(Stored data)

□ □ □ □ □

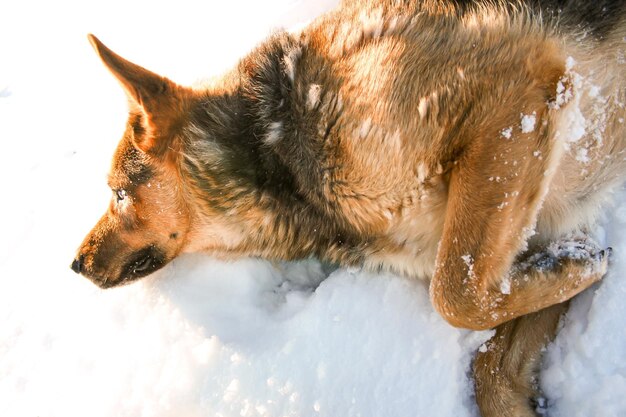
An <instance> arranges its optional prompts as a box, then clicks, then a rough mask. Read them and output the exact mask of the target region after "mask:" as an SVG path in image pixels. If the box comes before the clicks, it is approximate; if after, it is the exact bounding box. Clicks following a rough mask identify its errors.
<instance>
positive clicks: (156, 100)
mask: <svg viewBox="0 0 626 417" xmlns="http://www.w3.org/2000/svg"><path fill="white" fill-rule="evenodd" d="M88 38H89V42H91V45H92V46H93V48H94V49H95V51H96V53H97V54H98V56H99V57H100V59H102V62H103V63H104V65H106V67H107V68H108V69H109V71H111V73H112V74H113V75H114V76H115V77H116V78H117V79H118V81H119V82H120V83H121V85H122V87H123V88H124V90H125V91H126V94H127V96H128V99H129V103H130V106H131V111H141V112H142V113H143V116H144V117H143V122H144V128H145V130H146V134H144V135H137V136H135V138H134V142H135V145H136V146H137V147H138V148H139V149H140V150H142V151H144V152H147V153H151V154H156V155H158V154H161V153H162V152H163V151H164V150H165V149H167V147H168V143H167V142H168V141H169V140H170V139H171V137H172V133H173V130H174V128H175V127H176V126H177V125H178V124H179V122H180V117H181V115H182V114H184V107H185V101H186V100H185V97H186V92H187V91H188V90H187V89H185V88H183V87H181V86H179V85H177V84H176V83H174V82H173V81H171V80H169V79H167V78H165V77H162V76H160V75H158V74H155V73H153V72H151V71H148V70H147V69H145V68H143V67H140V66H139V65H136V64H133V63H132V62H130V61H127V60H126V59H124V58H122V57H121V56H119V55H117V54H116V53H115V52H113V51H111V50H110V49H109V48H107V47H106V46H105V45H104V44H103V43H102V42H100V40H99V39H98V38H96V37H95V36H94V35H91V34H89V35H88Z"/></svg>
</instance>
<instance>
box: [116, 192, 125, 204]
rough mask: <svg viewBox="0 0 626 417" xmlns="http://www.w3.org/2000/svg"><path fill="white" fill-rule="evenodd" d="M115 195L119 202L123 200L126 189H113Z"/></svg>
mask: <svg viewBox="0 0 626 417" xmlns="http://www.w3.org/2000/svg"><path fill="white" fill-rule="evenodd" d="M115 195H116V196H117V202H118V203H119V202H120V201H124V199H125V198H126V190H122V189H120V190H116V191H115Z"/></svg>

□ □ □ □ □

(TASK REQUIREMENTS) Write every line above out again exactly; pictures do not belong in the copy.

(COMPLETED EXERCISE)
An <instance> arranges its optional prompts as a box, then clicks, then a rough mask. Read them and output the exact mask of the target region after "mask:" as an SVG path in image pixels. If the box comes before the clicks, it is approximate; if after, it is the exact bounding box. Clicks following a rough mask identify its errors.
<instance>
positive clicks: (156, 100)
mask: <svg viewBox="0 0 626 417" xmlns="http://www.w3.org/2000/svg"><path fill="white" fill-rule="evenodd" d="M88 38H89V42H91V45H92V46H93V48H94V49H95V51H96V53H97V54H98V56H99V57H100V59H102V62H103V63H104V65H106V67H107V68H108V69H109V71H111V73H112V74H113V75H114V76H115V77H116V78H117V79H118V81H119V82H120V83H121V85H122V87H123V88H124V90H125V91H126V94H127V96H128V99H129V103H130V106H131V111H141V112H142V113H143V116H144V117H143V122H144V128H145V130H146V134H144V135H137V136H135V138H134V142H135V145H136V146H137V147H138V148H139V149H140V150H142V151H144V152H147V153H151V154H156V155H158V154H161V153H162V152H163V151H164V150H165V149H167V147H168V143H167V142H168V141H169V140H170V139H171V137H172V133H173V130H174V128H175V127H176V126H177V125H178V124H179V122H180V117H181V115H182V114H184V107H185V101H186V100H185V97H186V92H187V91H188V90H187V89H185V88H183V87H181V86H179V85H177V84H176V83H174V82H173V81H171V80H169V79H167V78H165V77H162V76H160V75H158V74H155V73H153V72H151V71H148V70H147V69H145V68H143V67H140V66H139V65H136V64H133V63H132V62H130V61H127V60H126V59H124V58H122V57H121V56H119V55H117V54H116V53H115V52H113V51H111V50H110V49H109V48H107V47H106V46H105V45H104V44H103V43H102V42H100V40H99V39H98V38H96V37H95V36H94V35H91V34H89V35H88Z"/></svg>
</instance>
<instance>
box: [116, 192, 125, 204]
rough mask: <svg viewBox="0 0 626 417" xmlns="http://www.w3.org/2000/svg"><path fill="white" fill-rule="evenodd" d="M115 195L119 202L123 200L126 189H113Z"/></svg>
mask: <svg viewBox="0 0 626 417" xmlns="http://www.w3.org/2000/svg"><path fill="white" fill-rule="evenodd" d="M115 195H116V196H117V202H118V203H119V202H120V201H124V199H125V198H126V190H122V189H120V190H116V191H115Z"/></svg>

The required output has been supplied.